* [Given task]: In the entries below, write out everything from the line containing "Practice step: find every instance of the roof" down to the line containing "Target: dark skin arm", both lines included, as a numbered list with blank lines left out.

--*--

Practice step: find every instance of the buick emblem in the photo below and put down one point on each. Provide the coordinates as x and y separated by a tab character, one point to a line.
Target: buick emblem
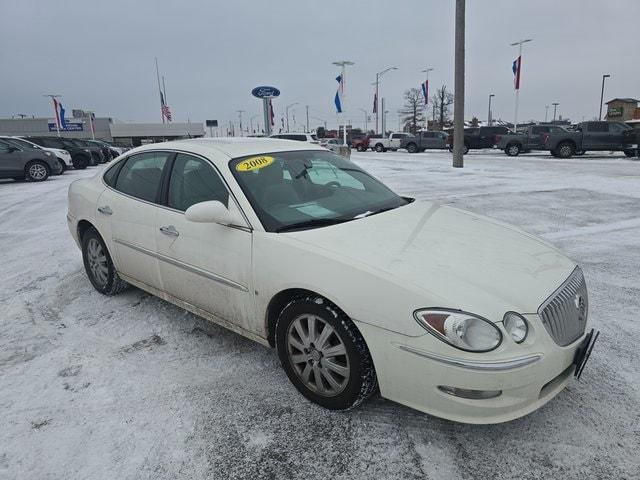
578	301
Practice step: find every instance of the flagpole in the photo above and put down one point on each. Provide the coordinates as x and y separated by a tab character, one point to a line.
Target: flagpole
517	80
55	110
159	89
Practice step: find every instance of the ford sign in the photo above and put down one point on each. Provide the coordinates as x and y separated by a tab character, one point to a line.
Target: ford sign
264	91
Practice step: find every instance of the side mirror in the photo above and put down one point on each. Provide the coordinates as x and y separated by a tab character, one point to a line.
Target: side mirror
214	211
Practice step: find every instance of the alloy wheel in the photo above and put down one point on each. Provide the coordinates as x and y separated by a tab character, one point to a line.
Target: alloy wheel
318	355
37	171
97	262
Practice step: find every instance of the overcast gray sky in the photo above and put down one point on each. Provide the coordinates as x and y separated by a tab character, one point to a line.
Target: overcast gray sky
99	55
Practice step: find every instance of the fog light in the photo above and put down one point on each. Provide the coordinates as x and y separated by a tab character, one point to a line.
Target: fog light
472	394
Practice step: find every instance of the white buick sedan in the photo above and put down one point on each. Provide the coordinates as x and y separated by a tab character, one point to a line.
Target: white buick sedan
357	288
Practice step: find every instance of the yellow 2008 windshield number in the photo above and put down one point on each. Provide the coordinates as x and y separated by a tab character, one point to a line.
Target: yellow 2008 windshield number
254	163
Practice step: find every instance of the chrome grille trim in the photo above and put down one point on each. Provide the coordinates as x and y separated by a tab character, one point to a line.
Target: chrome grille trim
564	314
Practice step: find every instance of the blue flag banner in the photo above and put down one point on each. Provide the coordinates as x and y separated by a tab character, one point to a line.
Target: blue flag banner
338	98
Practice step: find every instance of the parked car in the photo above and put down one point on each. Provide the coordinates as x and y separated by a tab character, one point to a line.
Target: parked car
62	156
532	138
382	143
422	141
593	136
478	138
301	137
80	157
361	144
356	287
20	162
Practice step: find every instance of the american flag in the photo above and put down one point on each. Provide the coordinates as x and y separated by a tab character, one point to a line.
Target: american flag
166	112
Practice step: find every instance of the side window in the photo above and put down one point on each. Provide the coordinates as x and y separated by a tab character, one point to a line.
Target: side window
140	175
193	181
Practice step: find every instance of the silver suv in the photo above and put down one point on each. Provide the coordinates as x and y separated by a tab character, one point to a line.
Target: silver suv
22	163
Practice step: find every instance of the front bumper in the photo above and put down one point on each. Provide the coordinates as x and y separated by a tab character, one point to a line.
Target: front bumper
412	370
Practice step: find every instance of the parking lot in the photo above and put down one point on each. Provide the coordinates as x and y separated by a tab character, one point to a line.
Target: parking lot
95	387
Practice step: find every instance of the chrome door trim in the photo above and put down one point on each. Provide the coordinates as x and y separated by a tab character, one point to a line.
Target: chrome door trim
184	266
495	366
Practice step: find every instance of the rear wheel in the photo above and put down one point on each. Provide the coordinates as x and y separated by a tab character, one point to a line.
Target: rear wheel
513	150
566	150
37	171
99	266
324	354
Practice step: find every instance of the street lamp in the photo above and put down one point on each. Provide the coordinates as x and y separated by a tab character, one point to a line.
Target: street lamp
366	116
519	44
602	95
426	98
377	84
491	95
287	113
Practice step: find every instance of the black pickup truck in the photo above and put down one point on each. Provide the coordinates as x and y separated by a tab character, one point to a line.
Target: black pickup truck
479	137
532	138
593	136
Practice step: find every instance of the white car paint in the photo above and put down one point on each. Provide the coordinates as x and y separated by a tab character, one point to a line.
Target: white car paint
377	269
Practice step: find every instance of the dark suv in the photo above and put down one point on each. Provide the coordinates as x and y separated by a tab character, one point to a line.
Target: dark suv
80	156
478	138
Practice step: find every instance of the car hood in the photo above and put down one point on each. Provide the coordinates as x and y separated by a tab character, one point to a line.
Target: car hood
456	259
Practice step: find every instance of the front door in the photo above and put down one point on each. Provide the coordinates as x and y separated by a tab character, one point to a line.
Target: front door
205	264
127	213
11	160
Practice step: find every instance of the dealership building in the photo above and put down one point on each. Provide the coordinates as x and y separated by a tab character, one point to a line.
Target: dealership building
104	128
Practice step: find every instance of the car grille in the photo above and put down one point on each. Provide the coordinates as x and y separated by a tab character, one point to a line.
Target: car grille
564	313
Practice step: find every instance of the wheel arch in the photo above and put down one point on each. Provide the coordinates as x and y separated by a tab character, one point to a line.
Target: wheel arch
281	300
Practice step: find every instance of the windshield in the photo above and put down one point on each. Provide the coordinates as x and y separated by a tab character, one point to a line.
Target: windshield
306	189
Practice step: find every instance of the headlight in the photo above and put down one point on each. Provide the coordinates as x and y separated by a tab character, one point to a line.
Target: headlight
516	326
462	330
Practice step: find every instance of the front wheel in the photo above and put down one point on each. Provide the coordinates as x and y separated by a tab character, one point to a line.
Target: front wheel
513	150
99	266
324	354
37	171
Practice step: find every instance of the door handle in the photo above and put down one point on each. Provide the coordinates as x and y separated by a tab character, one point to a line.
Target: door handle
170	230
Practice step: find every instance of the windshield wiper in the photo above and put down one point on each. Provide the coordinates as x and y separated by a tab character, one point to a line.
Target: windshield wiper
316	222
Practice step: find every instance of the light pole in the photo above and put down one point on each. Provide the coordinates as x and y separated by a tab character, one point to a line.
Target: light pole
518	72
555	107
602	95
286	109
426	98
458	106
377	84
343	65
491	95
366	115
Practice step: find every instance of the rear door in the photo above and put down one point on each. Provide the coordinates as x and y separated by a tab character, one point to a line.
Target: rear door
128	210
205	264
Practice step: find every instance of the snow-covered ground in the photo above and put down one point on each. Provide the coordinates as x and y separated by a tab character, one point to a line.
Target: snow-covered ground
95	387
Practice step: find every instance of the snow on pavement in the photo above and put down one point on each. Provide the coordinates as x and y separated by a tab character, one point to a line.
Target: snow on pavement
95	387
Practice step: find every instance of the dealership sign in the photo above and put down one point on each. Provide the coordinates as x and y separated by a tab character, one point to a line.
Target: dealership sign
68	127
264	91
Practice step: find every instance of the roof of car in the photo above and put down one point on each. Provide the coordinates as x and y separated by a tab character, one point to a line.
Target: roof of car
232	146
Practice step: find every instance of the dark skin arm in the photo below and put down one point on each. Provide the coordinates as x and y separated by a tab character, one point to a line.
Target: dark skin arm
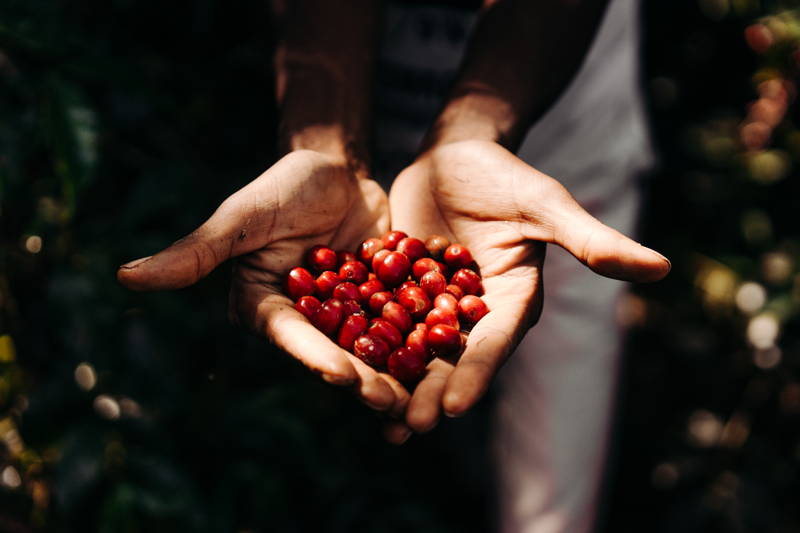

--*--

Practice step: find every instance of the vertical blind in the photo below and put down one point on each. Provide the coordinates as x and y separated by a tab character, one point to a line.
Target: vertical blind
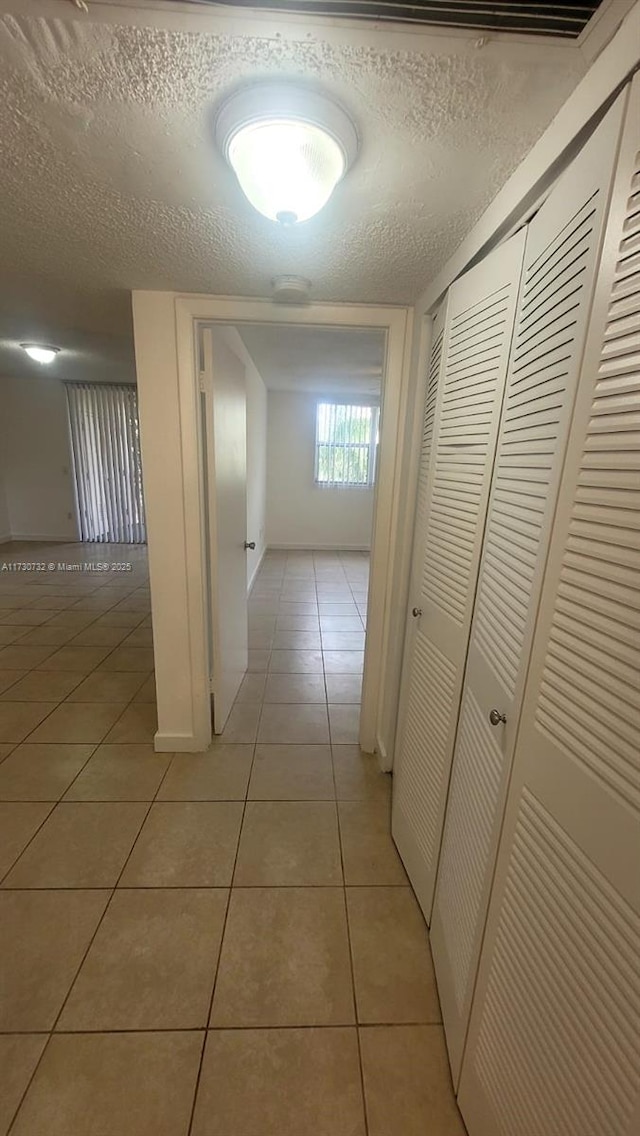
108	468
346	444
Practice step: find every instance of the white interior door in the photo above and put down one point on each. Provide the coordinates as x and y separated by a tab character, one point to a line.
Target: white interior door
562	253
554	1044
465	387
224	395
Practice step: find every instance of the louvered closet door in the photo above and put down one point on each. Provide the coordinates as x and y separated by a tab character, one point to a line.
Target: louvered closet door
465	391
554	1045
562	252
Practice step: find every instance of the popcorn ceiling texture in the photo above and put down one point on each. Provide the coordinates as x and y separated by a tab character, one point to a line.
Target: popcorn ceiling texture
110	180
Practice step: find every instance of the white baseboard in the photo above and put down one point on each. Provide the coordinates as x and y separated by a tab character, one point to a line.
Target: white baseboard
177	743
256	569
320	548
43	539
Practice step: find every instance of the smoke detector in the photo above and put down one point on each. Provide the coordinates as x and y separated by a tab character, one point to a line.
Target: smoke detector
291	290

--*--

* [Response below]:
1. Practice step: find every instance of the roof of car in the photo above and put down one point on each. Provide the coordinates as x and y separated by a tab character, one point to a line.
2. Target: roof of car
3. 232	146
4. Practice step: find every instance of the dark skin arm in the photo below and put down one point on each. Provide the coordinates as x and y separated by a tab character, one point to a line.
5. Target: dark skin arm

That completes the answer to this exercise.